Data extract:
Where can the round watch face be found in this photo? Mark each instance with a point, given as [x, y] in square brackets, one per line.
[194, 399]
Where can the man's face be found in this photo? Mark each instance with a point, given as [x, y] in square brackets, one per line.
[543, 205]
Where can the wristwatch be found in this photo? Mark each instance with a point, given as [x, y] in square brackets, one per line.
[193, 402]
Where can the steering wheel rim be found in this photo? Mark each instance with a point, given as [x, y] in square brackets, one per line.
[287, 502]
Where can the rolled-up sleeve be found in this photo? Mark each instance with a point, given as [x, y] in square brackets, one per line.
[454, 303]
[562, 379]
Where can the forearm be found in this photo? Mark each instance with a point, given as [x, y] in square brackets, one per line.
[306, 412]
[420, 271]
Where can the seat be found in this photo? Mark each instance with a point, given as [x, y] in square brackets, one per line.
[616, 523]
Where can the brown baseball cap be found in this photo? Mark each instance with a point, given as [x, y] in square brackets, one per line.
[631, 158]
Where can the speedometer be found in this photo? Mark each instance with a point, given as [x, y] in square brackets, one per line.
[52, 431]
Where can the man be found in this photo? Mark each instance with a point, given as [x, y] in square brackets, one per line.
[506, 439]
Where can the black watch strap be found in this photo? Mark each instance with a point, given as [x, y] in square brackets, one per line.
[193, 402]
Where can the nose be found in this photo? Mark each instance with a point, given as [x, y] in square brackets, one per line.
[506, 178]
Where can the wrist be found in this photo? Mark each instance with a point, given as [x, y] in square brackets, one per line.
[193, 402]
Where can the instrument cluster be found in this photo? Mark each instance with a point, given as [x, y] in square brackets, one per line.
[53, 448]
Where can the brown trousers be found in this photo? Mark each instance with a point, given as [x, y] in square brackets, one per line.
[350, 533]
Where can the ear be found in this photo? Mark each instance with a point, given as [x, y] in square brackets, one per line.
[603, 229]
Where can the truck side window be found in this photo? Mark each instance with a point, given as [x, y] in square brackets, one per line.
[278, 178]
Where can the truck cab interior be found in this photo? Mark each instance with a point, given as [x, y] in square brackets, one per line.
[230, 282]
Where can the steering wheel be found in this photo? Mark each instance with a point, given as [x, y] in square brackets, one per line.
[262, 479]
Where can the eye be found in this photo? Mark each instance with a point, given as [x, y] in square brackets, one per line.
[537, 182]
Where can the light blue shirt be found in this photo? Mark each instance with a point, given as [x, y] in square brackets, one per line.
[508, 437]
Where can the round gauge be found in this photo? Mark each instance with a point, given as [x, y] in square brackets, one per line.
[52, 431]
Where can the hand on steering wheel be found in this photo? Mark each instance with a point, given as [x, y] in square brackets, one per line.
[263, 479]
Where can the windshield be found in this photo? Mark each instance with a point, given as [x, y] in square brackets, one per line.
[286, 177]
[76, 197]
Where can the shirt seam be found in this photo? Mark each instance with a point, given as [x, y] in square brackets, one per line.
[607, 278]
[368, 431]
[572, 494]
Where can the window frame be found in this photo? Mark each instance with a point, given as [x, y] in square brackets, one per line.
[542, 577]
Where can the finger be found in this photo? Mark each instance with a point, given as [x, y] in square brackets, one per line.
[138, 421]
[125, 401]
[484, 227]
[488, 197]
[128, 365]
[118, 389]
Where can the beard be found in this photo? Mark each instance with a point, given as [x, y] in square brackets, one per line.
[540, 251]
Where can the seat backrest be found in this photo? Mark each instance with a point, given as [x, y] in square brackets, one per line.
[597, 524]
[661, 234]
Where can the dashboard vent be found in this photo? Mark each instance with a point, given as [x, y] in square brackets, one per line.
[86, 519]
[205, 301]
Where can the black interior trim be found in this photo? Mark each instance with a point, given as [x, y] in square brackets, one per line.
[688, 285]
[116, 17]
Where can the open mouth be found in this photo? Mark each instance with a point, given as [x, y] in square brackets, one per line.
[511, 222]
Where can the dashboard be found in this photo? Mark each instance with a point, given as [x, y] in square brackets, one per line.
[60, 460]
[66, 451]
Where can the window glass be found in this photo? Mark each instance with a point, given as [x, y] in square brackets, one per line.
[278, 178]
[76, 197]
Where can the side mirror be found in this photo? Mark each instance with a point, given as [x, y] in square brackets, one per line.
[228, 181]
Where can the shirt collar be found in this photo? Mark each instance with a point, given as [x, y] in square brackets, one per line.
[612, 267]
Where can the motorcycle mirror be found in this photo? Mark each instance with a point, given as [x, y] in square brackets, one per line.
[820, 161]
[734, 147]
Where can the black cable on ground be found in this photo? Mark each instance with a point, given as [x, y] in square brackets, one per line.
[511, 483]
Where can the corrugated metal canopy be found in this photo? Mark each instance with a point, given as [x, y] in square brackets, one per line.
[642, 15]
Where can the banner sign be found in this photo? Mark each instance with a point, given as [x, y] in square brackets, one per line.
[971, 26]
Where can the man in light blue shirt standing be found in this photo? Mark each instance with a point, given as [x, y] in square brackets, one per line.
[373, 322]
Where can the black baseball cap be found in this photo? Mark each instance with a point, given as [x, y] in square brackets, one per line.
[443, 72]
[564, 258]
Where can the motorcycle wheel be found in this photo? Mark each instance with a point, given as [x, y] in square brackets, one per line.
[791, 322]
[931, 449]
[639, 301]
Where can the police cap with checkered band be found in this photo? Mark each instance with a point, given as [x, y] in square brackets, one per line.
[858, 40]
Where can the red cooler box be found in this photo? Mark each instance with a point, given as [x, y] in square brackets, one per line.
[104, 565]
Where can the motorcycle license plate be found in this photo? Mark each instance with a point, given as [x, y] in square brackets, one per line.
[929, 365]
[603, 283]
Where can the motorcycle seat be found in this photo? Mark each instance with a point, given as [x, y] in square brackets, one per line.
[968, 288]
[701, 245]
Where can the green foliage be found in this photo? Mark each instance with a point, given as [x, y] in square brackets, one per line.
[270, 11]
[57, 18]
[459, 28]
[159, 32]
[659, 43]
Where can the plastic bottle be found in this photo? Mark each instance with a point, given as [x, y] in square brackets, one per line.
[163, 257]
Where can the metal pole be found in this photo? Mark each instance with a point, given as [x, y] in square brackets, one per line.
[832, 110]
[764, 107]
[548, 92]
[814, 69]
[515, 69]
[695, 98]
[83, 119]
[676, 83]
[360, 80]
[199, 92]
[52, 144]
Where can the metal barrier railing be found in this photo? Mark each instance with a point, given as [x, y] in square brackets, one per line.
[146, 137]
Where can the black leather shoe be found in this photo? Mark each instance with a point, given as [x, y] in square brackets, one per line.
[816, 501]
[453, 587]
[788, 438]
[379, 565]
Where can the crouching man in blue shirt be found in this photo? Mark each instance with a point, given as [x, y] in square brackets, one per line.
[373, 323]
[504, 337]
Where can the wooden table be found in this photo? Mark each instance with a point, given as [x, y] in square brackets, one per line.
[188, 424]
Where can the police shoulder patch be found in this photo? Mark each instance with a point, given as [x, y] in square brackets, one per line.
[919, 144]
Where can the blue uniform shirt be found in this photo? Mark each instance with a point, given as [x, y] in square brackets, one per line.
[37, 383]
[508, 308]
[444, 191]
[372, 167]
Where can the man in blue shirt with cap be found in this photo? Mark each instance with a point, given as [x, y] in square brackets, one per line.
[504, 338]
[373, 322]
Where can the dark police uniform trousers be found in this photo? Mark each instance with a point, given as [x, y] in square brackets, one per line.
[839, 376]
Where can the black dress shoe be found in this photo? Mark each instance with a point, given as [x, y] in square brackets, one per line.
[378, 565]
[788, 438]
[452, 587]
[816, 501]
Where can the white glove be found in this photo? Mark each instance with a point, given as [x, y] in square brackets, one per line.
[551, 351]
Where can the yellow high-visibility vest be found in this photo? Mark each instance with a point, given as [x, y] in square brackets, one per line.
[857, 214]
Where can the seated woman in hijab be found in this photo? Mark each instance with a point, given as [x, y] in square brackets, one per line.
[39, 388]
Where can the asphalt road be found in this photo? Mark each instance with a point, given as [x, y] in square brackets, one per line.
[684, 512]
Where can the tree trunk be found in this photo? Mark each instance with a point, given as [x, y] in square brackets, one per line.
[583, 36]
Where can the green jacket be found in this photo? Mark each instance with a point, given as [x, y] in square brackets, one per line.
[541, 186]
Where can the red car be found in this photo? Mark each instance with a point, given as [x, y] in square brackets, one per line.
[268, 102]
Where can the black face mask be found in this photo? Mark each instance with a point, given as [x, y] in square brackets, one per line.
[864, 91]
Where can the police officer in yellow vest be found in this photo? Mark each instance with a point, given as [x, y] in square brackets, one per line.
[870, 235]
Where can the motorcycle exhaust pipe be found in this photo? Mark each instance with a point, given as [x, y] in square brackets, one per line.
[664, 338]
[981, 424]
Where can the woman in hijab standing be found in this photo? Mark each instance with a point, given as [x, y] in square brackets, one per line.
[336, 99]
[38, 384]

Prompt:
The response must contain exactly the lines from the one with "Where can the motorcycle exhaust" to the end of the entries above, both included, and nothing more.

Solution to this task:
Where can the motorcycle exhaust pipe be found in this photo? Mark each instance with a point, given as [x, y] in square brackets, one per line.
[664, 338]
[981, 424]
Where can the woman in hijab standing be found in this photo? Mark each instance with a point, given as [x, y] in square brackets, one per line.
[336, 99]
[38, 384]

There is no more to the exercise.